Natural language region descriptions
━━━━━━━━━━━━━━━━━━━━
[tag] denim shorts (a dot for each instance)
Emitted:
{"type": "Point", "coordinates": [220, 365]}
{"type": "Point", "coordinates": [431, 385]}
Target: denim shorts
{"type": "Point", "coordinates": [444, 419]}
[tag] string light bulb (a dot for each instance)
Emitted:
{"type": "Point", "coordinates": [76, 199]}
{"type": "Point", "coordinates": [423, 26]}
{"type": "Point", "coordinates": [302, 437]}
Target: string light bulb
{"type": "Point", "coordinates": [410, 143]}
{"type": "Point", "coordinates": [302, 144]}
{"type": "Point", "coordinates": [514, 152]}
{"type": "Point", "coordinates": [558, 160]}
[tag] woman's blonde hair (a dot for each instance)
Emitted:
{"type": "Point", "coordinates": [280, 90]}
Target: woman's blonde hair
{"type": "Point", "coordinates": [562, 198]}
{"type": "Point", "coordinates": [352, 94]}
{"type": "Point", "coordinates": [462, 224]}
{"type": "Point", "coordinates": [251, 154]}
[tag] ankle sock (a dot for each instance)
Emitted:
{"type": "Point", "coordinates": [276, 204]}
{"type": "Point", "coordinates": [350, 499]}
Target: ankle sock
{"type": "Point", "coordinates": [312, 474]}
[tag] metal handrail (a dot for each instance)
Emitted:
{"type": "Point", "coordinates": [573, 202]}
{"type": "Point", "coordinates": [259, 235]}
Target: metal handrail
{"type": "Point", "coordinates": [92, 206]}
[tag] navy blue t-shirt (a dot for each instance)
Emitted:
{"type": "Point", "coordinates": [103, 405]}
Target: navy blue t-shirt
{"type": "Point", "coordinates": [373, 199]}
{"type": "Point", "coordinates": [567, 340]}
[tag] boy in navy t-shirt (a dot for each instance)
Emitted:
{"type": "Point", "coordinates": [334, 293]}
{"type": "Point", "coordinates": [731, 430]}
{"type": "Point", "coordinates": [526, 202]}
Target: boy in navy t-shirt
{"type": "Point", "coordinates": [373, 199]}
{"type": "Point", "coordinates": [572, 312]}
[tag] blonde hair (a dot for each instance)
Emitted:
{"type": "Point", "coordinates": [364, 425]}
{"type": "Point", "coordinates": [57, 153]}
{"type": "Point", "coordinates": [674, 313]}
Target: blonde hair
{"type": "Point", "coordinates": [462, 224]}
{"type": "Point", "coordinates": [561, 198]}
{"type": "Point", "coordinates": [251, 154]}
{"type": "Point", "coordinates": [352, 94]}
━━━━━━━━━━━━━━━━━━━━
▶ **Your instructions**: For each line above that contains the word "instance", make a copy.

▶ **Exercise result**:
[tag] denim shorts (a dot for each instance)
[tag] string light bulb (a dot for each instance)
[tag] woman's blonde hair (a dot for each instance)
[tag] ankle sock (a dot for each instance)
[tag] metal handrail (a dot for each instance)
[tag] navy blue t-shirt (a dot for each instance)
[tag] boy in navy t-shirt (a dot for each instance)
[tag] blonde hair (a dot for each instance)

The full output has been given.